» Instructions for the task:
Search the records below for the line containing "Where can you see the lens". Write out that line and every line after it exactly as written.

"""

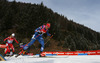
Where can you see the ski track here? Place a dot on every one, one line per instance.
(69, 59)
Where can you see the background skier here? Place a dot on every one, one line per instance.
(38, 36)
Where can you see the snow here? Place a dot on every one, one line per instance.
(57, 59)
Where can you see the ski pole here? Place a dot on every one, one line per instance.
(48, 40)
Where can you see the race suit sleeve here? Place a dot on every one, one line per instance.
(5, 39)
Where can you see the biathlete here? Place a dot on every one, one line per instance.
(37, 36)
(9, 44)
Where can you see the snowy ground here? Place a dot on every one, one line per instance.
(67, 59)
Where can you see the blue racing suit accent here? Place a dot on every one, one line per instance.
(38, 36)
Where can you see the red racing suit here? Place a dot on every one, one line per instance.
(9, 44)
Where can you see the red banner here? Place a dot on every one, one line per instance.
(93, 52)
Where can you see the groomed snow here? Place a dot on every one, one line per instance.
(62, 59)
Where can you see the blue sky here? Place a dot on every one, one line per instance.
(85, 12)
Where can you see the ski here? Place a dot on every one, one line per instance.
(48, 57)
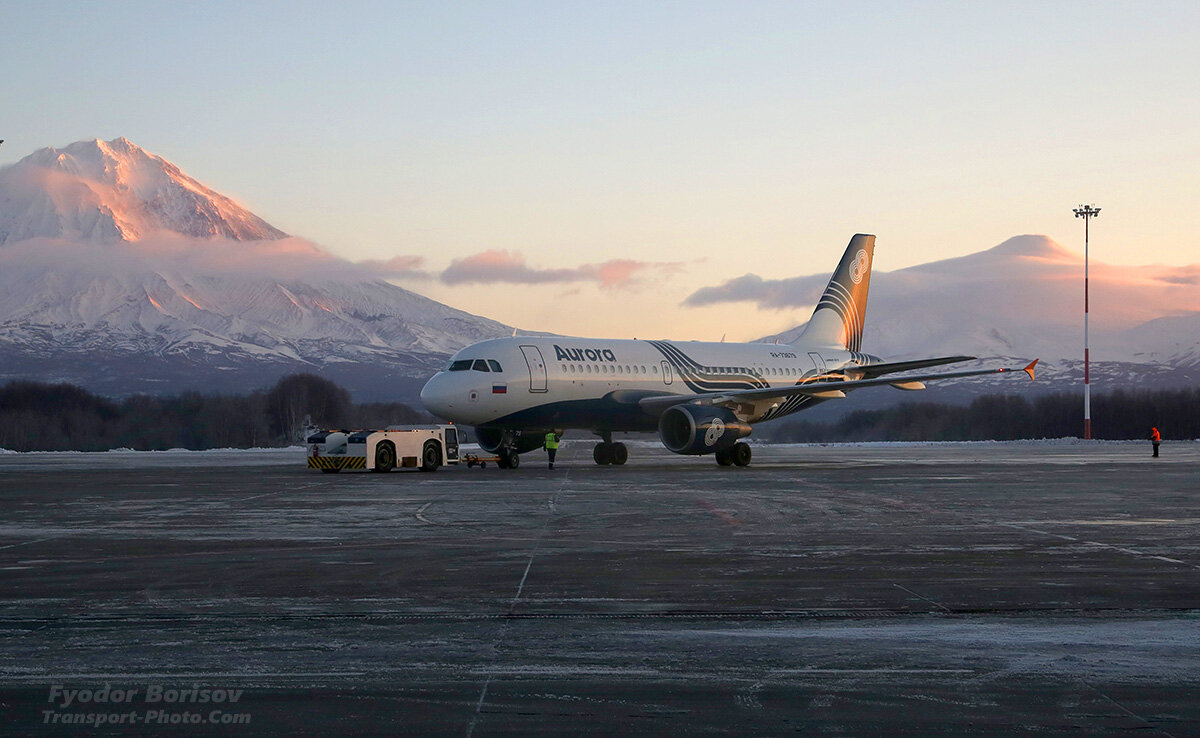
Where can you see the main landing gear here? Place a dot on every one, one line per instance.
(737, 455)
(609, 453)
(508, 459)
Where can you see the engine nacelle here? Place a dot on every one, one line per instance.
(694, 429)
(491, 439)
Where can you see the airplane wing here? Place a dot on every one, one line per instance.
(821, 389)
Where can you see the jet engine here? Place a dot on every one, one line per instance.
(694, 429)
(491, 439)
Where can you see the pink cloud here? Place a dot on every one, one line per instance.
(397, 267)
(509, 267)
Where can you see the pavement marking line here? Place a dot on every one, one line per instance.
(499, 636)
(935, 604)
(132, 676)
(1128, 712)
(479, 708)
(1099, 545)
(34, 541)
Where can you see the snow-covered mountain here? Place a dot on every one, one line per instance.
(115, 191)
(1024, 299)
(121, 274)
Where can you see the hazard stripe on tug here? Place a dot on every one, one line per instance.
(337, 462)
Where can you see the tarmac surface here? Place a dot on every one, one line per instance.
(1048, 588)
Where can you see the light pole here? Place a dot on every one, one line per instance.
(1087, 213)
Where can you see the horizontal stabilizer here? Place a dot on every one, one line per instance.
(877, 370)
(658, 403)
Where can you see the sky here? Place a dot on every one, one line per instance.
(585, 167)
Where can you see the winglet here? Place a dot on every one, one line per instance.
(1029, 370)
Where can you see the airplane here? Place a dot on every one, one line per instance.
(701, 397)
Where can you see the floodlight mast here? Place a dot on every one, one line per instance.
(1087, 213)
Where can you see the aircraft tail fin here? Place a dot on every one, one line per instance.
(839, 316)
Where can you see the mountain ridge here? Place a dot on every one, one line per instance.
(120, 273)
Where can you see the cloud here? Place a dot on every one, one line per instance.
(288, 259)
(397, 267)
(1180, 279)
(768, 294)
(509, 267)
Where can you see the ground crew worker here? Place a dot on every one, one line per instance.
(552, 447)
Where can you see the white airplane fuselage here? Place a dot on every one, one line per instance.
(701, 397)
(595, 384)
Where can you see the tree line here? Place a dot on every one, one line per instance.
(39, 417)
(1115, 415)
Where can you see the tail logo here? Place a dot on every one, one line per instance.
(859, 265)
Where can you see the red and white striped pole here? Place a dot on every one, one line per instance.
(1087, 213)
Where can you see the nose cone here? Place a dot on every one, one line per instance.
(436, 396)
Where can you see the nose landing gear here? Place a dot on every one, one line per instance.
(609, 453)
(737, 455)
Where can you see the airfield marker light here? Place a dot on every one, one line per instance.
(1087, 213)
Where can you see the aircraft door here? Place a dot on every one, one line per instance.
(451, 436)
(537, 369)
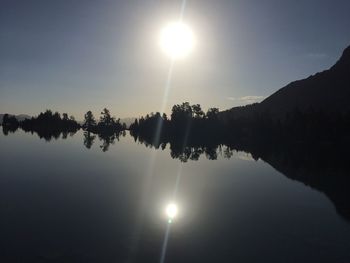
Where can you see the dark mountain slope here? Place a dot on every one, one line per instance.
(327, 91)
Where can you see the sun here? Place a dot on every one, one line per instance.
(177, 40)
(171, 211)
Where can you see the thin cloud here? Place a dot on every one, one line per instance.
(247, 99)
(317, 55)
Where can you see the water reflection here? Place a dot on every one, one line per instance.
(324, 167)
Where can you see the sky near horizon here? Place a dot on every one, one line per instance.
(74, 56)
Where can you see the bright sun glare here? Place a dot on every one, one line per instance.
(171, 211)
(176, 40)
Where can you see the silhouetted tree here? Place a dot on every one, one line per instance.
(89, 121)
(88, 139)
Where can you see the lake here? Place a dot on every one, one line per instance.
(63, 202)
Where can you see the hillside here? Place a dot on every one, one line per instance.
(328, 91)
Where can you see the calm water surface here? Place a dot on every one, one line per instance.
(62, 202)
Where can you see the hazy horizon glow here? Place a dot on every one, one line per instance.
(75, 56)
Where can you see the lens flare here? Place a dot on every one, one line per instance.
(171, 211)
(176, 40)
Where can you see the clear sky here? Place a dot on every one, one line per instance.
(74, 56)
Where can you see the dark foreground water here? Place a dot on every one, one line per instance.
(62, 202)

"""

» Your response:
Where can you see the lens flare here? Place a dot on every one, one line per instance.
(171, 211)
(176, 40)
Where can you see the clear sky here? Place a dot on every one, one line per instance.
(74, 56)
Where can you see the dark foreground water here? Place a dot on every one, one line per instance.
(62, 202)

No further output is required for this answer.